- Short task
From the Oklahoma AI ethics guidance text below, reproduce the passage that begins at "- Court orders" and stops after "firm appears in.".

Oklahoma: AI Ethics Guidance for Law Firms
Verified April 25, 2026
Summary
Oklahoma has no formal AI ethics opinion from the OBA. Magistrate Judge Jason Robertson (E.D. Okla.) imposed $6,000 in punitive sanctions plus over $23,000 in attorney fees in Mattox v. Product Innovations Research USA (Oct. 22, 2025) for eleven pleadings containing fabricated citations. The Oklahoma Court of Criminal Appeals codified Rule 1.17 in early 2026 requiring human verification of all AI-generated content. E.D. Okla. and W.D. Okla. judges have standing orders requiring AI disclosure and accuracy certification.
On this page
- OBA Practice Management Guidance on AI Use
- What federal courts in Oklahoma require for AI use in filings
- What Oklahoma state courts require for AI use in filings
- Mattox v. Product Innovations Research USA (E.D. Okla. 2025)
- What AI-related rules are pending in Oklahoma?
- How do malpractice carriers in Oklahoma treat AI use?
- What does my Oklahoma malpractice carrier ask about AI at renewal?
- What documentation should a Oklahoma firm keep on file?
- Court orders (3)
- AI sanctions cases (16)
- Applicable rules (reference)
Bottom line for a 5-50 attorney Oklahoma firm: No OBA formal ethics opinion governs AI use yet. Two federal district court standing orders and one appellate court rule create binding verification obligations in Oklahoma proceedings today. Firms practicing in E.D. Okla., W.D. Okla., or before the Oklahoma Court of Criminal Appeals must disclose AI use, identify the tool, and certify citation accuracy on every covered filing. The Mattox sanctions order is the live demonstration that courts will impose five-figure monetary penalties when verification fails.
Start with three artifacts: a written AI use policy, a citation and authority verification checklist for every federal and OCCA filing, and a court-by-court AI order log for the venues the firm appears in.
OBA Practice Management Guidance on AI Use
Citation: Oklahoma Bar Association, Management Assistance Program and Ethics Counsel, informal tip sheet on responsible AI use; Julie Bays, “Don’t Let AI Override Your Judgment” (OBA Practice Management). Companion coverage in the December 2025 Oklahoma Bar Journal and “It Is About Trust”.
Status: Non-binding informal guidance. The OBA Ethics Committee has not issued a formal opinion on AI use in legal practice. Monitor the OBA Ethics page for any future formal opinion.
What it requires
- Under Oklahoma RPC 1.1 Comment 6 (technology competence amendment adopted September 19, 2016), attorneys must keep abreast of changes in practice including the benefits and risks of relevant technology.

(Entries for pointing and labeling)
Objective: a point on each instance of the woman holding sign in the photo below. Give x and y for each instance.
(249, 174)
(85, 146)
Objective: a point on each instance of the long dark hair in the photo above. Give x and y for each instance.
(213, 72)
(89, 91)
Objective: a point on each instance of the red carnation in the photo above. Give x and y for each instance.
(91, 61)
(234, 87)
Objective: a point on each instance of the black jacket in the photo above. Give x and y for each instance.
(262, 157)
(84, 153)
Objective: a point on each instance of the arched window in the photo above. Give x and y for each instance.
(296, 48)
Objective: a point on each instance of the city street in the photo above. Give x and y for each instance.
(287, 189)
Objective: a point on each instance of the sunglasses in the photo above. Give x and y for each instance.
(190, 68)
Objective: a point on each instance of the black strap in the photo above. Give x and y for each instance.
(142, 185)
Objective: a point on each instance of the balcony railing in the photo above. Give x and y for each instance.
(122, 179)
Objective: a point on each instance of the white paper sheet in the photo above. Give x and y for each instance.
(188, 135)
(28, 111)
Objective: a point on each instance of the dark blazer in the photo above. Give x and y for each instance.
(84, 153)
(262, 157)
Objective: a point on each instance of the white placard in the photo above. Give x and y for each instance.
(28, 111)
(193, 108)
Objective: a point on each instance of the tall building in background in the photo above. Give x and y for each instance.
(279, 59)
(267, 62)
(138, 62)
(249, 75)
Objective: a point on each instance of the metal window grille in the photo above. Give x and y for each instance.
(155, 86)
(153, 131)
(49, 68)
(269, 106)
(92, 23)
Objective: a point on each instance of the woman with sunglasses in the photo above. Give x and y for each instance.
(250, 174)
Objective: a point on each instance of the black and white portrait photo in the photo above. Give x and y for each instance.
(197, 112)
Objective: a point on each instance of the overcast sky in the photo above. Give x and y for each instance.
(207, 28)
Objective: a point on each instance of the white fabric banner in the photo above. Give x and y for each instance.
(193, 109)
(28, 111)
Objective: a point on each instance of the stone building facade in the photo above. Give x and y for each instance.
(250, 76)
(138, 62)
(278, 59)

- Written solution
- Court orders (3)
- AI sanctions cases (16)
- Applicable rules (reference)
Bottom line for a 5-50 attorney Oklahoma firm: No OBA formal ethics opinion governs AI use yet. Two federal district court standing orders and one appellate court rule create binding verification obligations in Oklahoma proceedings today. Firms practicing in E.D. Okla., W.D. Okla., or before the Oklahoma Court of Criminal Appeals must disclose AI use, identify the tool, and certify citation accuracy on every covered filing. The Mattox sanctions order is the live demonstration that courts will impose five-figure monetary penalties when verification fails.
Start with three artifacts: a written AI use policy, a citation and authority verification checklist for every federal and OCCA filing, and a court-by-court AI order log for the venues the firm appears in.